> _Source text_:
Paper presented at the workshop on
Web-Based Language Documentation and Description
12-15 December 2000, Philadelphia, USA.
As texts in a diversity of languages are created, shared, and archived electronically, the need to describe the writing system of these texts becomes readily apparent. How can one know what is represented by the graphic symbols used in a text? Or how can various computer processes treat a string of characters in a little known language?
A writing system description formally describes the characteristics of each of the units of writing in a given language. It also describes the relationship of these units to each other and to linguistic units. Such a description allows the machine and the user to share information about a writing system and enables a computerized process to intelligently interact with a person.
This paper introduces a formal model for writing system descriptions that captures the semantics of writing systems for both humans and computers.
The advent of the computer, ushering in the current information age, has brought the ability to create, store, and manipulate large amounts of information. Much of this information is textual in nature, representing writing from numerous languages. Furthermore, each language is written differently.
As texts in a diversity of languages are created, shared, and archived electronically, the need to describe the writing systems used by these texts becomes readily apparent. How can one know what is represented by the graphic symbols used in a text? Similarly, how can various computer processes “know” how to treat a string of characters in a little known language?
It is the premise of this paper that the solution to these problems are electronic writing system descriptions that can be read by people or computational processes to gain access to the information contained within. The advent of computer technology has created an altogether new medium for writing: digital writing, where writing is retained not on paper or clay tablets but in a series of invisible electronic bits and bytes. The fact that computers themselves are able to store writing means that the relationship between graphic units and computational units must be described.

> _Information shown_:
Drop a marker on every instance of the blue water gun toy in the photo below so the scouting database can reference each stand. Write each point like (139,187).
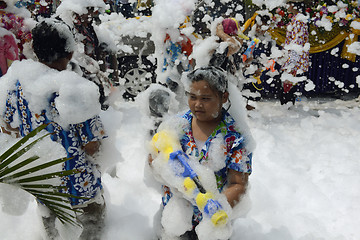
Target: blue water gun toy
(166,144)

> _Written request_: Duplicate the stretch of the workshop paper above from "A writing system description" through "with a person.", word for word.

> _Correct result_:
A writing system description formally describes the characteristics of each of the units of writing in a given language. It also describes the relationship of these units to each other and to linguistic units. Such a description allows the machine and the user to share information about a writing system and enables a computerized process to intelligently interact with a person.